PROBLEM REQUIREMENTS = Format as a numbered list everything from the start of the rows down to and including the line that contains "top-left (137, 75), bottom-right (342, 276)", omitting any blank lines.

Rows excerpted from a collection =
================

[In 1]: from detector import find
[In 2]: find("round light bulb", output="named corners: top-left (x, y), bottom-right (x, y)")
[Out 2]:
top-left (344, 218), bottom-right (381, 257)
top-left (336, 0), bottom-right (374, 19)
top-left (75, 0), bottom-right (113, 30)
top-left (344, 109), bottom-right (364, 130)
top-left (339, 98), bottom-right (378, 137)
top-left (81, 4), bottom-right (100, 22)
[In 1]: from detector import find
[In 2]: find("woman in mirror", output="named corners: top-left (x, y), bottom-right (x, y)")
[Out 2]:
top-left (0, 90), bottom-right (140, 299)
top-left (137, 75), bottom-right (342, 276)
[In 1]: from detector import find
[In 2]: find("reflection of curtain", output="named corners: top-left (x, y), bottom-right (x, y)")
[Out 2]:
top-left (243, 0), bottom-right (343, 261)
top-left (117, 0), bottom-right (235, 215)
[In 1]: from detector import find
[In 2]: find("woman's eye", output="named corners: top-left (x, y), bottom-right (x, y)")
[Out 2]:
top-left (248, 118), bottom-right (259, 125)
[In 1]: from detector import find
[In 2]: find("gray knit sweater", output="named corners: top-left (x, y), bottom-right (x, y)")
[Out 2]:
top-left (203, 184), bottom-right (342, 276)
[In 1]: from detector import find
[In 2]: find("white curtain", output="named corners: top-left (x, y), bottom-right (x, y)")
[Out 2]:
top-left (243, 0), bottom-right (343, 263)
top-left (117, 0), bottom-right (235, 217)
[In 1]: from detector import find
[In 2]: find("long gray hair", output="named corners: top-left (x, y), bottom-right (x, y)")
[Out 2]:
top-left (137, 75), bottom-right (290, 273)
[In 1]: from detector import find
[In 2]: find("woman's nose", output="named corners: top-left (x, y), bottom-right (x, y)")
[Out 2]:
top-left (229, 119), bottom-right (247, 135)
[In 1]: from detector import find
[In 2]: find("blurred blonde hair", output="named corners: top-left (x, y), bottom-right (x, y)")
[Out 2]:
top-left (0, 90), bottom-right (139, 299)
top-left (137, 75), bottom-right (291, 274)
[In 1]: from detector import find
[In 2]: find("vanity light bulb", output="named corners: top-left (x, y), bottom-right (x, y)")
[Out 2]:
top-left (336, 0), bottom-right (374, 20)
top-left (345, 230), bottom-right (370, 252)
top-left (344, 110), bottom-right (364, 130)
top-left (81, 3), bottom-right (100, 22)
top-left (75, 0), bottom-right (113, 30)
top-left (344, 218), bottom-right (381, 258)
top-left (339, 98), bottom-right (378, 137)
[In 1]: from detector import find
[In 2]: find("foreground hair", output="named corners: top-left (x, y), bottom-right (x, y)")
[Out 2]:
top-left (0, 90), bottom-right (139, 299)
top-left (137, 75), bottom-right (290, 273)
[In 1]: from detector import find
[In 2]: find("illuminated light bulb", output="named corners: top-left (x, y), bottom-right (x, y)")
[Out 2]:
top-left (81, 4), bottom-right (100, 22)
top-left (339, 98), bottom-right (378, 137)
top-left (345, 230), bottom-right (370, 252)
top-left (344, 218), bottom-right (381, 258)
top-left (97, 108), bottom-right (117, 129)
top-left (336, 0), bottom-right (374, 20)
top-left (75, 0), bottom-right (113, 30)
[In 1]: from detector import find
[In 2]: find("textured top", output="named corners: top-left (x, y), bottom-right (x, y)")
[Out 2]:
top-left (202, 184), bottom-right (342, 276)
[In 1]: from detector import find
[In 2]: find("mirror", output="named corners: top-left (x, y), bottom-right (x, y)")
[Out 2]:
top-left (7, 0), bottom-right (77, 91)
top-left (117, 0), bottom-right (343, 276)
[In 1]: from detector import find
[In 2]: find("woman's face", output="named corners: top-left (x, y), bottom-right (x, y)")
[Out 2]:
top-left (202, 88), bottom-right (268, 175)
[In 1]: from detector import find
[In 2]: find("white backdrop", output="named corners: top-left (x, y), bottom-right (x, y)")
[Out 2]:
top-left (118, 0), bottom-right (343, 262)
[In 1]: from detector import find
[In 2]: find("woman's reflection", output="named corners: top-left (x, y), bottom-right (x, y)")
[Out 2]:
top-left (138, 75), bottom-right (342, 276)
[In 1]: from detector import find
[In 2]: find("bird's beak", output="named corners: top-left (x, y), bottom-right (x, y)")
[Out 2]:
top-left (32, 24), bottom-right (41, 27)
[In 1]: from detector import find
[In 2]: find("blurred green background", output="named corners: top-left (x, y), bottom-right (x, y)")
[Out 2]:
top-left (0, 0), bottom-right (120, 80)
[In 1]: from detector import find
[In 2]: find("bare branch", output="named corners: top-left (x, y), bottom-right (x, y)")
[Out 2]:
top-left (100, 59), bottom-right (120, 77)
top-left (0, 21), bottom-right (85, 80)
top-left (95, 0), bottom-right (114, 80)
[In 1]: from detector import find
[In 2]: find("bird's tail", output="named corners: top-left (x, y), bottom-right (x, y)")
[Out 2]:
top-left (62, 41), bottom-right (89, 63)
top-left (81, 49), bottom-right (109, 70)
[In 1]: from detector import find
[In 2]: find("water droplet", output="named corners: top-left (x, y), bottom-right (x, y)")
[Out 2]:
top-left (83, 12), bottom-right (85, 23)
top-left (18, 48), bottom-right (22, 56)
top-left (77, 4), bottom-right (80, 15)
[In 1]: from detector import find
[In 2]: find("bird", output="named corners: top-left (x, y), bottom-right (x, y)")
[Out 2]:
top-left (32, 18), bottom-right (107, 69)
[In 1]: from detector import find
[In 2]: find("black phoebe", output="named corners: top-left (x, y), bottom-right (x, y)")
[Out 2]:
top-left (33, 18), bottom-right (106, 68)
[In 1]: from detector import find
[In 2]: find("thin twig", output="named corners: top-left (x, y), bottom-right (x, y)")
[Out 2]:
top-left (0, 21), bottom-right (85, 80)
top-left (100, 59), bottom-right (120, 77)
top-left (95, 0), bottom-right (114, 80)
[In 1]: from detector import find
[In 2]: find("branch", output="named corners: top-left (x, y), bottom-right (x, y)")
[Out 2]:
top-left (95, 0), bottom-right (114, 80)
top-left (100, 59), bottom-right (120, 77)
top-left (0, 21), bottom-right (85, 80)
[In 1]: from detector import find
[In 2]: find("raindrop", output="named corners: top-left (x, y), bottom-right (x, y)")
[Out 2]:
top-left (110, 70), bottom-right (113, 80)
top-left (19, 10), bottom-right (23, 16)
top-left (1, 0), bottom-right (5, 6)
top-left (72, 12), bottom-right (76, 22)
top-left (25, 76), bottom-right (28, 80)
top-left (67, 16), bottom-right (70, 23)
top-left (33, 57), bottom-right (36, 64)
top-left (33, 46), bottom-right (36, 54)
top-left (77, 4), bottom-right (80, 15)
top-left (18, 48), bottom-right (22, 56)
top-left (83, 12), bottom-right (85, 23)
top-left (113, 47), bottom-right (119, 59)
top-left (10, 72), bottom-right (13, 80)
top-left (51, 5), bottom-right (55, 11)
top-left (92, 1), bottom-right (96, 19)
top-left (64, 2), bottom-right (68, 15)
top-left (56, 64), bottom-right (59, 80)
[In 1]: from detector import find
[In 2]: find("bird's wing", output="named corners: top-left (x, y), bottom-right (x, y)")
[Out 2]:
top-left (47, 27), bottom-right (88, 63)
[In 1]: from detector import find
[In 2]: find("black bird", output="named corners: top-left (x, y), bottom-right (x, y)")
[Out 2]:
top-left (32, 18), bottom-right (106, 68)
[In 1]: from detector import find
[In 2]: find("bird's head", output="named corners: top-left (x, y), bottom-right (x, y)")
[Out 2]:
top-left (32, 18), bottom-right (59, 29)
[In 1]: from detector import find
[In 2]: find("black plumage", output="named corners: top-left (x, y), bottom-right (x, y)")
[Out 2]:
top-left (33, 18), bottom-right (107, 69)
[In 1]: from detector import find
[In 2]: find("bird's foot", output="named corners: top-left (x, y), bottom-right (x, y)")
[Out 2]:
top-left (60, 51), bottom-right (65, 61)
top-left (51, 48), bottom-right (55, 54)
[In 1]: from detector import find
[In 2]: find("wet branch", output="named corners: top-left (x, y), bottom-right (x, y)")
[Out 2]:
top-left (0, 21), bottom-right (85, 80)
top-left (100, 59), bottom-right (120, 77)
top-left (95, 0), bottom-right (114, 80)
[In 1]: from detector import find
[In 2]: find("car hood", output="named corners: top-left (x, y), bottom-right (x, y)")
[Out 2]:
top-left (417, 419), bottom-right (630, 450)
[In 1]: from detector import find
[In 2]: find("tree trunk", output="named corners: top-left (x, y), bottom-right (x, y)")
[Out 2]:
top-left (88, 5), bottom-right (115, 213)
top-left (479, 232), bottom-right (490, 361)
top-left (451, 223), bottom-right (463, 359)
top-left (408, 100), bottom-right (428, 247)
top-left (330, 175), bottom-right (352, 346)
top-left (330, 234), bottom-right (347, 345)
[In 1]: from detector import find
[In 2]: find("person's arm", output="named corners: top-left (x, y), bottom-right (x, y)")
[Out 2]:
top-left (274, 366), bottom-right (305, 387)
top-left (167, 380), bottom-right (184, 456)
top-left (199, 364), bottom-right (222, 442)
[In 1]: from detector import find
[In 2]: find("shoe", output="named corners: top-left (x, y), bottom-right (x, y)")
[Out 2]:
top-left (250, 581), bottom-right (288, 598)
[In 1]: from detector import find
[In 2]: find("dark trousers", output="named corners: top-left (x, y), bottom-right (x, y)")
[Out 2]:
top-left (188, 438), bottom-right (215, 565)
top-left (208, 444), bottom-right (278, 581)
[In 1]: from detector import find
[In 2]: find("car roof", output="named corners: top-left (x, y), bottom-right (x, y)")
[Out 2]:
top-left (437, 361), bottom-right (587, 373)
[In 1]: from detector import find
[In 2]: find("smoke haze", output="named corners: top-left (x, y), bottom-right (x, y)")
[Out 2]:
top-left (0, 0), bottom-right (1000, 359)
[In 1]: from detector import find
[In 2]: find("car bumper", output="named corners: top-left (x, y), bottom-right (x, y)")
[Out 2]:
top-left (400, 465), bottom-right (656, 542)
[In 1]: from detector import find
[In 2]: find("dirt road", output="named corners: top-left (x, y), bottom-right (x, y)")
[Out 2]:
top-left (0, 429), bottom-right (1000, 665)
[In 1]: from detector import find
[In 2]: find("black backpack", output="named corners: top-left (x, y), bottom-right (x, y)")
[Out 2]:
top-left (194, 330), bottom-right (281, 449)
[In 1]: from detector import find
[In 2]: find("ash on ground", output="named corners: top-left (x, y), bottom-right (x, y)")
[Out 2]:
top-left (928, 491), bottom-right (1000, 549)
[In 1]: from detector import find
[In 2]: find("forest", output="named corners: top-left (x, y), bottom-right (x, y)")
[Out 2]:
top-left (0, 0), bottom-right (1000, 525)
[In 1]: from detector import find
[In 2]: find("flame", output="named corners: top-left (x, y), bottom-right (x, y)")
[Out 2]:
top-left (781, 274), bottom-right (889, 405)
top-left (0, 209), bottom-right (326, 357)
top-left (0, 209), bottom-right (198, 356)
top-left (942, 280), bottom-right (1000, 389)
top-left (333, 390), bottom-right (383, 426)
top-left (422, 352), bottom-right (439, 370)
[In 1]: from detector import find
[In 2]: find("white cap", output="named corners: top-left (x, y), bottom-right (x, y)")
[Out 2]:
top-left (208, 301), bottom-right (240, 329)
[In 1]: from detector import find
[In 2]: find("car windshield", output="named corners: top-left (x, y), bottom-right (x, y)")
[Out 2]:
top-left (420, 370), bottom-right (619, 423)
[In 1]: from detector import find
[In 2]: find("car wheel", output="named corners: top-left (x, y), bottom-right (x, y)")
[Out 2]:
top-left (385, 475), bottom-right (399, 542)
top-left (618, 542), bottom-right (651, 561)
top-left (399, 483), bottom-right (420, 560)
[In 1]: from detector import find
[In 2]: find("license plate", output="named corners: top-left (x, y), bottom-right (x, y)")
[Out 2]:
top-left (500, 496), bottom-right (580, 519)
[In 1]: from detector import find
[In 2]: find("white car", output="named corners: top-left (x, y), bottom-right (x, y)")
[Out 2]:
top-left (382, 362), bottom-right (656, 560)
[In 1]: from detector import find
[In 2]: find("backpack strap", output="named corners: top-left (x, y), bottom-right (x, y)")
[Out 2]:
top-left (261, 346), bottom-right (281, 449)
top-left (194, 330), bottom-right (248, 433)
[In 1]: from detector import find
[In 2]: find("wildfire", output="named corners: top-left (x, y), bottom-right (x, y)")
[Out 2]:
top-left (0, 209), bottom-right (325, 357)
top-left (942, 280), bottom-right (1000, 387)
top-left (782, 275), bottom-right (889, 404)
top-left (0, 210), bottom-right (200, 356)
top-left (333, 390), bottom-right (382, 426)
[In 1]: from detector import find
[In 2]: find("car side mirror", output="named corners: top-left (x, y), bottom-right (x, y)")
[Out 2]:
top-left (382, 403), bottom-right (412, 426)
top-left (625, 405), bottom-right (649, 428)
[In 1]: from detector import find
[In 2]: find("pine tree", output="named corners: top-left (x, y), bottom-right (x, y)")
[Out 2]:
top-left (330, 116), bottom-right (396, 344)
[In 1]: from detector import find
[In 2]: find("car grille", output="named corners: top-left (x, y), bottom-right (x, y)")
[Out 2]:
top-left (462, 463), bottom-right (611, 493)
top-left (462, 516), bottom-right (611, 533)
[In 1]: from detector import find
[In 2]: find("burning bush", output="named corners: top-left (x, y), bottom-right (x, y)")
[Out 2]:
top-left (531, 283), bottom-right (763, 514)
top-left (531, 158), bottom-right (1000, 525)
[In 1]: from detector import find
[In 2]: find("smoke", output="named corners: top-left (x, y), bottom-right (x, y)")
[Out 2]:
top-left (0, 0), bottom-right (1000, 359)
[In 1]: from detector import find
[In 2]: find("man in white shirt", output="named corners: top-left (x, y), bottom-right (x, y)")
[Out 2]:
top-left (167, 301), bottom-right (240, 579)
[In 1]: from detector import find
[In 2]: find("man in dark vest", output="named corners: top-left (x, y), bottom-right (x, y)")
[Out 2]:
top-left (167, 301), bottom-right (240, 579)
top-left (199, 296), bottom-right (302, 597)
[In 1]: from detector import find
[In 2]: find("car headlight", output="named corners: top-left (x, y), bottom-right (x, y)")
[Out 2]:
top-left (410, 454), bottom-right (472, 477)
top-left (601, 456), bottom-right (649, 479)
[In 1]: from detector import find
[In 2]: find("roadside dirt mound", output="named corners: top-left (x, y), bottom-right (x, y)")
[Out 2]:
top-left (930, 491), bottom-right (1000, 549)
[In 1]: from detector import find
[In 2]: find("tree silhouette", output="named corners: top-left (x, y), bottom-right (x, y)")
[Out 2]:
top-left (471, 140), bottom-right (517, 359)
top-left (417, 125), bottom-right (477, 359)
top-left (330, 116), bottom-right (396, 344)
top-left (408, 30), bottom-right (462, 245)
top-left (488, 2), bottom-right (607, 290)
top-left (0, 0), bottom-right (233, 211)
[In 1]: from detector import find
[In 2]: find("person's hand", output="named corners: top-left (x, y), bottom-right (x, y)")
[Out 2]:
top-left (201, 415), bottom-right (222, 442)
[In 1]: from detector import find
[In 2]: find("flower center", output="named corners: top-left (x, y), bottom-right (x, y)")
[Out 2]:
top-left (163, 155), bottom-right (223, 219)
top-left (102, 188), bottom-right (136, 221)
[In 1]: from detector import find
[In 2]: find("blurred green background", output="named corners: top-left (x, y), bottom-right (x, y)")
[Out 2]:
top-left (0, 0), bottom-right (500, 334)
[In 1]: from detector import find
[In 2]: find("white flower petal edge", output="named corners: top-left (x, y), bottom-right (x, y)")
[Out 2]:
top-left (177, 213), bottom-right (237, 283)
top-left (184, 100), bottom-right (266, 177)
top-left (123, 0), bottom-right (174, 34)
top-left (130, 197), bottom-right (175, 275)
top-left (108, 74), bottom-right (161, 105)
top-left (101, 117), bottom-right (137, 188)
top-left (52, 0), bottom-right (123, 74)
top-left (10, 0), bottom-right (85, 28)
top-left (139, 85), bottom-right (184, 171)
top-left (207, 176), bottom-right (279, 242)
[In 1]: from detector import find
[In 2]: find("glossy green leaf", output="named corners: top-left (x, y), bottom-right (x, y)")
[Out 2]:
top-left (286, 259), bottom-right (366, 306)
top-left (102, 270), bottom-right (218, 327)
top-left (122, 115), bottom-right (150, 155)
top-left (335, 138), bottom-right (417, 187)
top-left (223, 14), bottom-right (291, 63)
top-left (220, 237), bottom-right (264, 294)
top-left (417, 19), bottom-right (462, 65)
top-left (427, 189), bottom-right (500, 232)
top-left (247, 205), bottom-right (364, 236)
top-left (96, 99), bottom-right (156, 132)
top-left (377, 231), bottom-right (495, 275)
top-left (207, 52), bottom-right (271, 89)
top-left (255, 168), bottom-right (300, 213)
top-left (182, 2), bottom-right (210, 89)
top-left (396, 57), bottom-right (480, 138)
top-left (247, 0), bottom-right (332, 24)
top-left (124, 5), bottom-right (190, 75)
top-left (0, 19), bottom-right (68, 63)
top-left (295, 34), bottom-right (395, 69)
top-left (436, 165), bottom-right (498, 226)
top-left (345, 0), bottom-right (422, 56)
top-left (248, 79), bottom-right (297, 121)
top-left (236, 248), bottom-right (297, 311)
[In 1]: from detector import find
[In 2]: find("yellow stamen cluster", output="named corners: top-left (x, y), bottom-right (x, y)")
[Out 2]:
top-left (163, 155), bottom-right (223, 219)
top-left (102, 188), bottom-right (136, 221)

================

EXERCISE ANSWER =
1. [In 1]: from detector import find
2. [In 2]: find("round light bulb", output="named corners: top-left (x, y), bottom-right (x, y)")
3. [Out 2]:
4. top-left (344, 218), bottom-right (381, 257)
5. top-left (336, 0), bottom-right (374, 19)
6. top-left (75, 0), bottom-right (113, 30)
7. top-left (344, 109), bottom-right (364, 130)
8. top-left (339, 98), bottom-right (378, 137)
9. top-left (81, 4), bottom-right (100, 22)
10. [In 1]: from detector import find
11. [In 2]: find("woman in mirror", output="named corners: top-left (x, y), bottom-right (x, y)")
12. [Out 2]:
13. top-left (0, 90), bottom-right (140, 299)
14. top-left (137, 75), bottom-right (342, 276)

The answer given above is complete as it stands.